● PASSAGE PROVIDED
[Start of Attachment]
Circuit Component Reuse Across Tasks in Transformer Language Models
Jack Merullo, Carsten Eickhoff, Ellie Pavlick
TL;DR
The paper demonstrates that circuit components learned for the IOI task in transformer language models generalize to a different task (Colored Objects), with about 78% overlap in in-circuit heads. Using path patching and causal interventions on GPT2-Medium, the authors reproduce the IOI circuit and reveal a largely shared, task-general set of algorithmic building blocks that govern both tasks. They further show that a targeted intervention can repair the Colored Objects circuit, boosting accuracy from 49.6% to 93.7% and aligning downstream head behavior with IOI dynamics, indicating robustness of the subcircuit across inputs. Collectively, these results support the view that large language models operate via a small number of interpretable, reusable components that compose across tasks, enabling more predictable understanding and potential control of model behavior.
[End of Attachment]
● ACTIVITY LIST
(1) Name every author credited on the paper summary.
(2) According to the paper summary, on which model did the authors reproduce the IOI circuit?

Stored data
[Start of Attachment]
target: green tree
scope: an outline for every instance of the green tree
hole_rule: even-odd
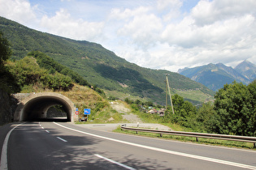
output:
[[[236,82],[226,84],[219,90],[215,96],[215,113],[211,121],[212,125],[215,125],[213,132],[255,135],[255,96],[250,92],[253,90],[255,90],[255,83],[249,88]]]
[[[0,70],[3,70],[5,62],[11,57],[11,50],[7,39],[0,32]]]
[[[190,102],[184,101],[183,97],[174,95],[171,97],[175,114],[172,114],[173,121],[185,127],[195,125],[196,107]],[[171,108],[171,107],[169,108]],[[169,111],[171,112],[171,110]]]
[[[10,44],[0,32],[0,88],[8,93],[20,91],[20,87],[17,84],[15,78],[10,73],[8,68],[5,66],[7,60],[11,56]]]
[End of Attachment]
[Start of Attachment]
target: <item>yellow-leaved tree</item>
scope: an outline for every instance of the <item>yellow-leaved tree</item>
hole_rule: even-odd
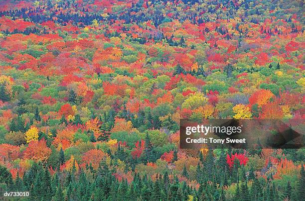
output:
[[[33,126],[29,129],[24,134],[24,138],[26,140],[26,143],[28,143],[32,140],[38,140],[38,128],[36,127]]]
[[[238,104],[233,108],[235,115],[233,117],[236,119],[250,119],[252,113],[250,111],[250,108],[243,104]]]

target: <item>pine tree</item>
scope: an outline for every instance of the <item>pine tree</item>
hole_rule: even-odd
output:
[End of Attachment]
[Start of Attachment]
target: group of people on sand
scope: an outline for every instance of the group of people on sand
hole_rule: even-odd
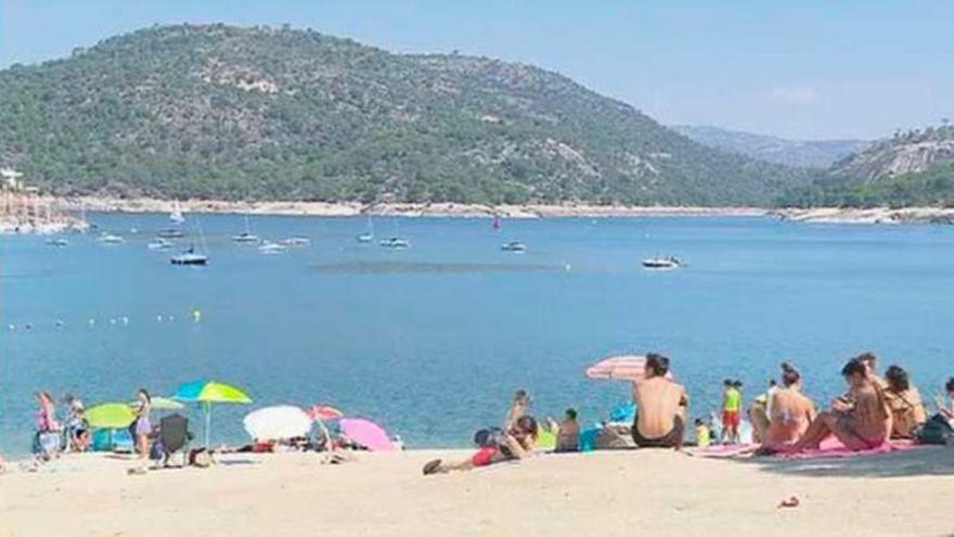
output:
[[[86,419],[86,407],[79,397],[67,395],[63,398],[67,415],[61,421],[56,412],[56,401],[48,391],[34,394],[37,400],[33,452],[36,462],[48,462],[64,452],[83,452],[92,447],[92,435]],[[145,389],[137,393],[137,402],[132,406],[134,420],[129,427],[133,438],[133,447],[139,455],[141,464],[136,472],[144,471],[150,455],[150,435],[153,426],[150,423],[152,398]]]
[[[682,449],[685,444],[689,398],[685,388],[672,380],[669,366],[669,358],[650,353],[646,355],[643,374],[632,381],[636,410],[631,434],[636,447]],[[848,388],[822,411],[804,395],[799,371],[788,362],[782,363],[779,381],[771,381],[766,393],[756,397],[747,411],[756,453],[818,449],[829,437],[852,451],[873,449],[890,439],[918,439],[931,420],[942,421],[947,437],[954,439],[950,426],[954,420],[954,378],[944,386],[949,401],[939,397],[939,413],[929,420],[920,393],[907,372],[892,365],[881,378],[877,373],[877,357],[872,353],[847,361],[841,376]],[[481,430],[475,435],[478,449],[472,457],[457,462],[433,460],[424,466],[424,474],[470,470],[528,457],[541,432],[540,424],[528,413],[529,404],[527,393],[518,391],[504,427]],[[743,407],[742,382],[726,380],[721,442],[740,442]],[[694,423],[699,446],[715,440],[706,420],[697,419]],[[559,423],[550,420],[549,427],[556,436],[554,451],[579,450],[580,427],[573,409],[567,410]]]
[End of Attachment]
● TASK SOLUTIONS
(1) Jack Merullo, Carsten Eickhoff, Ellie Pavlick

(2) GPT2-Medium